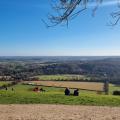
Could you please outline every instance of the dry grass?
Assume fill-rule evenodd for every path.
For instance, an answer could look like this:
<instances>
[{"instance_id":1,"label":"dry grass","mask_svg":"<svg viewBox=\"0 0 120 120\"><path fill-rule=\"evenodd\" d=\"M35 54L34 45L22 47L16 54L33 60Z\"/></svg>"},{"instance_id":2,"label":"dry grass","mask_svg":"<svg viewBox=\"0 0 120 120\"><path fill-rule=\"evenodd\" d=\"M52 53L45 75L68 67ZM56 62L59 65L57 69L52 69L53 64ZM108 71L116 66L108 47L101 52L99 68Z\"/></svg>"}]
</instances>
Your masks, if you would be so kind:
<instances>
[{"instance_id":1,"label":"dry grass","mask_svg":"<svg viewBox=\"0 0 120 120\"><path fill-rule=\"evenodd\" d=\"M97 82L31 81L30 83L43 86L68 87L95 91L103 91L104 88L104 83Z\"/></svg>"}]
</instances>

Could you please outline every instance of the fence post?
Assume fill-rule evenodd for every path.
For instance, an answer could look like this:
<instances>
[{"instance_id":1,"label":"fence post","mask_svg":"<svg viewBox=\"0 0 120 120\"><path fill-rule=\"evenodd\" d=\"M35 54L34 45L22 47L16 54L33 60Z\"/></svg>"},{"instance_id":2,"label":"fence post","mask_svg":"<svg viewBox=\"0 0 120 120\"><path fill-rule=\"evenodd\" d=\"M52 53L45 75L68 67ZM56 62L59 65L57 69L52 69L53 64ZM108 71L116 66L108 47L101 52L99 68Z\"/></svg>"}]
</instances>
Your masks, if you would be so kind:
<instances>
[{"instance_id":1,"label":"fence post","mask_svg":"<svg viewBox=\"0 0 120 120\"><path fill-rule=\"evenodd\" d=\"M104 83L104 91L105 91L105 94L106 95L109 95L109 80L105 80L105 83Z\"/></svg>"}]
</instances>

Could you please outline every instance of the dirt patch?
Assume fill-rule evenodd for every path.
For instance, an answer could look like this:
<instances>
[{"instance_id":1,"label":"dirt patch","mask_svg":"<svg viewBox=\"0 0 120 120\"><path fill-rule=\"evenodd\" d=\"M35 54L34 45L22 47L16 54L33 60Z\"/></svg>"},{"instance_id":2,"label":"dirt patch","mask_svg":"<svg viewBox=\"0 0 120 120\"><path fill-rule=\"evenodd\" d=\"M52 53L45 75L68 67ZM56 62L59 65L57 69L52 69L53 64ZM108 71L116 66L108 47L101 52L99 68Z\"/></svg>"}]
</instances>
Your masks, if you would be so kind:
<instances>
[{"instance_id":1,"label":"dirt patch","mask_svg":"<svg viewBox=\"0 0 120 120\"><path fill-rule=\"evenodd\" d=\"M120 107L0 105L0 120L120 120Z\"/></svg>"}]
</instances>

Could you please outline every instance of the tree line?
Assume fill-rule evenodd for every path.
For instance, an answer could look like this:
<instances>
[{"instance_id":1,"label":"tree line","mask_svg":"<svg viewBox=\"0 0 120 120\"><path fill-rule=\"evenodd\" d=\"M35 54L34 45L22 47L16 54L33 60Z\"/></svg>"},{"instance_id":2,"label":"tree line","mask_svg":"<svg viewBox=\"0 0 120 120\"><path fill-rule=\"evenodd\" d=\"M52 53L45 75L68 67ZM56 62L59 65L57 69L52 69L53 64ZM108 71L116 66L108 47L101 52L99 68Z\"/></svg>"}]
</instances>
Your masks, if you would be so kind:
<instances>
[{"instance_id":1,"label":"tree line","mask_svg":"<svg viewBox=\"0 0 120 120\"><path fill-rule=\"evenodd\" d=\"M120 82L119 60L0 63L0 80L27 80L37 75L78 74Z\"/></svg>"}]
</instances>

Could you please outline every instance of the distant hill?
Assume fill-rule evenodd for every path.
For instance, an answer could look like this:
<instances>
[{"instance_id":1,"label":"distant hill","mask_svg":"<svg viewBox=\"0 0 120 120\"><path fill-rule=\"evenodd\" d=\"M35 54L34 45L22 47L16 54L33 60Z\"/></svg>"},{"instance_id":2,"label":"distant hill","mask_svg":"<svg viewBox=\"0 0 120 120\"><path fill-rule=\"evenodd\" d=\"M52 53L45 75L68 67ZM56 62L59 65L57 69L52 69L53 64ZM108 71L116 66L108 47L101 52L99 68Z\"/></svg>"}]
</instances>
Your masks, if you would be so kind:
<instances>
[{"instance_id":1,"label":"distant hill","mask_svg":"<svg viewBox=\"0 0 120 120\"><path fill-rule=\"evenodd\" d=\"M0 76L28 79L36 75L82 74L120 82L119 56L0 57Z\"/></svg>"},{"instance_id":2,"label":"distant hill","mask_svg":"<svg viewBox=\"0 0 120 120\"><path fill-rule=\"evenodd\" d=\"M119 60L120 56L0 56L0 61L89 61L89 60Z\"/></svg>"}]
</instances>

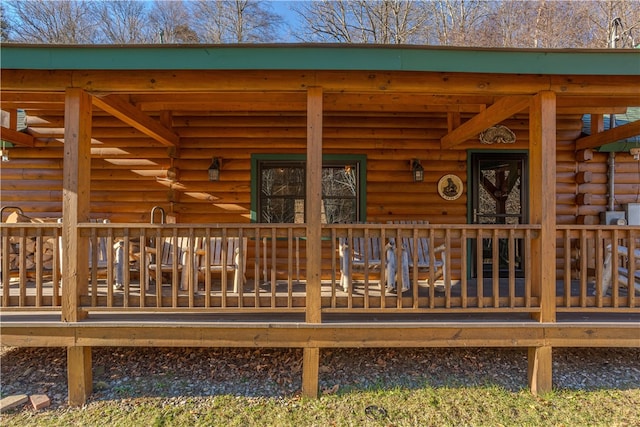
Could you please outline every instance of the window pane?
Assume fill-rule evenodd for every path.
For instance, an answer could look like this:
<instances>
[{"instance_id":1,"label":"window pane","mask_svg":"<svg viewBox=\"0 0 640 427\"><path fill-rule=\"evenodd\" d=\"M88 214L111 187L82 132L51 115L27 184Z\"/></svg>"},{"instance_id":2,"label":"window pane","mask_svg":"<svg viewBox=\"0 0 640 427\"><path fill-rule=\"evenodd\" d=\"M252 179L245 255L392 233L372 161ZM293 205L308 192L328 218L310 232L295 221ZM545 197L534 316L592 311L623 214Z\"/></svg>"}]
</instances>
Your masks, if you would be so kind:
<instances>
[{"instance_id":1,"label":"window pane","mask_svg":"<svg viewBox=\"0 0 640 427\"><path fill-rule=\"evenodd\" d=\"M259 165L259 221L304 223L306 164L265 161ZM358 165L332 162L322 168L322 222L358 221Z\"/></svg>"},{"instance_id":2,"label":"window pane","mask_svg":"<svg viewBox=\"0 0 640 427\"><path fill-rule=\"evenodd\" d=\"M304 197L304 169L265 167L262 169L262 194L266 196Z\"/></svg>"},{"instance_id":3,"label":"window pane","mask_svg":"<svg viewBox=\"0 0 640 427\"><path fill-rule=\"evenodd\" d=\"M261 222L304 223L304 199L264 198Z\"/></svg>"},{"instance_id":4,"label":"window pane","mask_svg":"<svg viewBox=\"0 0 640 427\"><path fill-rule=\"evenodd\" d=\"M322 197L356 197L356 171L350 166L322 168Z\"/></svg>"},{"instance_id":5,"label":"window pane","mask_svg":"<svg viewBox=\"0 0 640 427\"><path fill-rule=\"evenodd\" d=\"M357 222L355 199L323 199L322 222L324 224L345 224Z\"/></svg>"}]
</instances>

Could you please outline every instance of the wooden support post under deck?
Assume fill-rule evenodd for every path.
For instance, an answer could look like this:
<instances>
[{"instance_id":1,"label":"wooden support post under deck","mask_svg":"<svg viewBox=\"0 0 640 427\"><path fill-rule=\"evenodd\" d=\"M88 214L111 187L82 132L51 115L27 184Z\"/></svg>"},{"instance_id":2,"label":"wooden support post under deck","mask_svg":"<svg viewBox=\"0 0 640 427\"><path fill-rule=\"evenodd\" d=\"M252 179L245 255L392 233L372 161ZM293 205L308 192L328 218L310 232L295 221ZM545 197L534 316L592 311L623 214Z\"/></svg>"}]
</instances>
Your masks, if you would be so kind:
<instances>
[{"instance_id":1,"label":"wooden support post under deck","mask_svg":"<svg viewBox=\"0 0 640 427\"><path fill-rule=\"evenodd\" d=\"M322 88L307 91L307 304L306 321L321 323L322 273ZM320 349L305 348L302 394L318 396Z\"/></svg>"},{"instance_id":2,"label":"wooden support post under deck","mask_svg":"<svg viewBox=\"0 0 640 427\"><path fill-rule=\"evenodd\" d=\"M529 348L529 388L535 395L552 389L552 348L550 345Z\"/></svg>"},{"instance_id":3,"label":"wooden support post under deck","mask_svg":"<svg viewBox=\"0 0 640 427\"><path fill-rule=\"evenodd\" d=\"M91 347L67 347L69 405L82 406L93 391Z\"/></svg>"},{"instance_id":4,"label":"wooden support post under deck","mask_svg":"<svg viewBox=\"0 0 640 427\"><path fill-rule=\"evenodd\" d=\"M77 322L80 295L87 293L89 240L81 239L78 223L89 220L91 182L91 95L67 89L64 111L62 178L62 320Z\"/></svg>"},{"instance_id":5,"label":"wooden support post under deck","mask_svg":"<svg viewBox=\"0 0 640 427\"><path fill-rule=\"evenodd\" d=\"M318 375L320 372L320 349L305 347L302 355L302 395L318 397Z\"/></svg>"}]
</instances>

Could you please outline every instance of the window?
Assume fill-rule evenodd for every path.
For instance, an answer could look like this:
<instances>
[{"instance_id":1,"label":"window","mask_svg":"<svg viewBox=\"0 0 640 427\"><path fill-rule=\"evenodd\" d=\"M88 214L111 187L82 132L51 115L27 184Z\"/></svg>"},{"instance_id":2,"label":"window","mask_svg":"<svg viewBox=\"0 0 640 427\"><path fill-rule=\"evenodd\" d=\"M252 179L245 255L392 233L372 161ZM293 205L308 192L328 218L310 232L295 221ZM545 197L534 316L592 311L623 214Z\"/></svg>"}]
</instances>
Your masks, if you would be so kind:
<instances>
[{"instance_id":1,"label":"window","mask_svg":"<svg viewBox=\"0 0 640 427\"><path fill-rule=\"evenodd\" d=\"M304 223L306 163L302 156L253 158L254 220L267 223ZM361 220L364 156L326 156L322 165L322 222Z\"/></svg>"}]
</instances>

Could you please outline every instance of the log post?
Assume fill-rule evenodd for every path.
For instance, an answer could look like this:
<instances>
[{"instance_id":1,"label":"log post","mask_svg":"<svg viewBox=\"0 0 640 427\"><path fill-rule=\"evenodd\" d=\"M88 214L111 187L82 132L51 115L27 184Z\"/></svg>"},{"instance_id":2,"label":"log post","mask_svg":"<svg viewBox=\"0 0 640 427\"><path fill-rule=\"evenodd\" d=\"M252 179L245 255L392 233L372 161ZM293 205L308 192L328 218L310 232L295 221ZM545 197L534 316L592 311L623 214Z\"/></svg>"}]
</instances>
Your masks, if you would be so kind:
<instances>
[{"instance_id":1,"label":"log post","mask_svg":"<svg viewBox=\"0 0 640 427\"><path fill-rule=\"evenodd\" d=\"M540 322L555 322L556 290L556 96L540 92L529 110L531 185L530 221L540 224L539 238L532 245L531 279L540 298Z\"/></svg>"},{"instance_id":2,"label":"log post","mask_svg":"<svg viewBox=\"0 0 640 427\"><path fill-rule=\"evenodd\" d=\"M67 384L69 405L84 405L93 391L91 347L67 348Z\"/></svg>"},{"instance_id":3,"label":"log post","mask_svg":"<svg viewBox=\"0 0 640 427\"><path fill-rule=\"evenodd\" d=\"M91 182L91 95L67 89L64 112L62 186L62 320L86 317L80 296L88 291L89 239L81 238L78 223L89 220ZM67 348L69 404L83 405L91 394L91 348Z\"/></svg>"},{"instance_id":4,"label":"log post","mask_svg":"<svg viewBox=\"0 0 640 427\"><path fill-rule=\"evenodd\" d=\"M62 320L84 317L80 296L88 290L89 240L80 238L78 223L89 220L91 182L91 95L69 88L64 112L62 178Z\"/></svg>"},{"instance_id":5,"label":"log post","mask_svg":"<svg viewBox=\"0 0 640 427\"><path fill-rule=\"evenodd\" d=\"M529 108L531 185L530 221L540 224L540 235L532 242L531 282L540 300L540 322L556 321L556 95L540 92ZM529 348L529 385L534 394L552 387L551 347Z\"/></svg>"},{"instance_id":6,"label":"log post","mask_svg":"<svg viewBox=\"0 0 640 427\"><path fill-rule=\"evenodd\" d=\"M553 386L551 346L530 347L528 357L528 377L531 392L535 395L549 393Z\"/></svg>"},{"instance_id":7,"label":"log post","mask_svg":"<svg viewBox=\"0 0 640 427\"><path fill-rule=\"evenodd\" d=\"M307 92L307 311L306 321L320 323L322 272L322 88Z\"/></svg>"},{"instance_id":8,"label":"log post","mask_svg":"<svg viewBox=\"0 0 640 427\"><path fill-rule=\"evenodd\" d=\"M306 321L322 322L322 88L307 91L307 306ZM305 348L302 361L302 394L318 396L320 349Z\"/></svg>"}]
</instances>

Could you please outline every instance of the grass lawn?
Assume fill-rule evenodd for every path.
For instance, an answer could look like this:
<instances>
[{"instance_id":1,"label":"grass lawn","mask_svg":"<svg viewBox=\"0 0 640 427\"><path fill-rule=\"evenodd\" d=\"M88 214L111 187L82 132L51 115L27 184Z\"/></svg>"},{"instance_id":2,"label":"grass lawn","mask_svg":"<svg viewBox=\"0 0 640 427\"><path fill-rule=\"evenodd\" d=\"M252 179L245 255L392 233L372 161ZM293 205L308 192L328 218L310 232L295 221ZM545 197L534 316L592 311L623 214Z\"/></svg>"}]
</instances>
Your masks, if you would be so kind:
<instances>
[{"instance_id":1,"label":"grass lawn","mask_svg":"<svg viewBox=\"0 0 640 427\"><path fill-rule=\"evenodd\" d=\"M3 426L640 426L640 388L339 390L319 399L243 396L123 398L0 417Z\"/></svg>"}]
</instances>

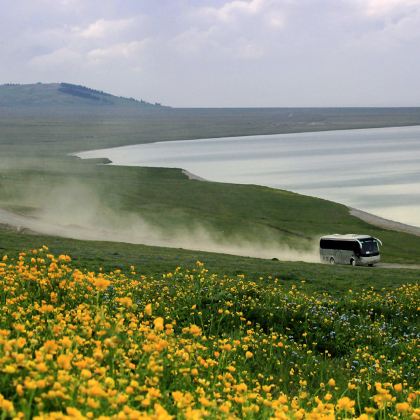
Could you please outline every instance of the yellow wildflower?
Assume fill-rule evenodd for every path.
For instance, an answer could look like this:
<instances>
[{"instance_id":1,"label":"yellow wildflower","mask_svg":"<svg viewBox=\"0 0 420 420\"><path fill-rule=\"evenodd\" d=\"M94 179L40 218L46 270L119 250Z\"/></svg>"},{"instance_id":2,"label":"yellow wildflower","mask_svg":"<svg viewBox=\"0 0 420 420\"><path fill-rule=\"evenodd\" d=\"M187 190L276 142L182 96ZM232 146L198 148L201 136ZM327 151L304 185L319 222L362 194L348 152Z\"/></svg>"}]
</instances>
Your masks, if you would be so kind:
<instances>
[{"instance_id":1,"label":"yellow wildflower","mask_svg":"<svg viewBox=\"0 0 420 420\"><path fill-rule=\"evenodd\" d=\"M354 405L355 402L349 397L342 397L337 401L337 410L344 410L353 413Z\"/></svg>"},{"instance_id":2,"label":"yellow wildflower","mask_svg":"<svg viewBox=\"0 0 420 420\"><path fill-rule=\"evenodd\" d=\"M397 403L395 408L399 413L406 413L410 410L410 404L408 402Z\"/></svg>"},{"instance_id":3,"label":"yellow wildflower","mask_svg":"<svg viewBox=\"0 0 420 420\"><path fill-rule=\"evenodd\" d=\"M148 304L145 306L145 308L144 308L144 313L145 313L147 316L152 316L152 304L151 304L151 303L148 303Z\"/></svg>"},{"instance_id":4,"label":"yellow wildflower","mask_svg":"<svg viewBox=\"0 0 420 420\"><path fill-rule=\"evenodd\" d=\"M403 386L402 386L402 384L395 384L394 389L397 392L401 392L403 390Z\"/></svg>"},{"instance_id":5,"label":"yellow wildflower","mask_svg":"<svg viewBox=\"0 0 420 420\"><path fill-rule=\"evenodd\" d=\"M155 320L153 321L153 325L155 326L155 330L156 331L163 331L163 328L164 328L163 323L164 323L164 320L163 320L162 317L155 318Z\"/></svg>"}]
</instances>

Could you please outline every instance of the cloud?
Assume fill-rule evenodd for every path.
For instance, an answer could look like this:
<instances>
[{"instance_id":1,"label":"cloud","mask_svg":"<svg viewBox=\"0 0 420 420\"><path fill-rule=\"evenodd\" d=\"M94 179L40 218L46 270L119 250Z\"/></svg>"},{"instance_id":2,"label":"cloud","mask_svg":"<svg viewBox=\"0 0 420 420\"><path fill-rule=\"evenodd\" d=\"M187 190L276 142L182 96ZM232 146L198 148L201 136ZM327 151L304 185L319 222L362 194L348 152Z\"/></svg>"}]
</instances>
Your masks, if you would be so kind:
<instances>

+===+

> [YOUR GOAL]:
Every line in the material above that has the word "cloud" should be copied.

> [RESPONSE AREA]:
Could you please outline every instance of the cloud?
[{"instance_id":1,"label":"cloud","mask_svg":"<svg viewBox=\"0 0 420 420\"><path fill-rule=\"evenodd\" d=\"M94 179L40 218L46 270L119 250Z\"/></svg>"},{"instance_id":2,"label":"cloud","mask_svg":"<svg viewBox=\"0 0 420 420\"><path fill-rule=\"evenodd\" d=\"M187 190L276 142L182 96ZM232 146L198 148L201 136ZM327 151L304 185L319 222L362 194L348 152Z\"/></svg>"}]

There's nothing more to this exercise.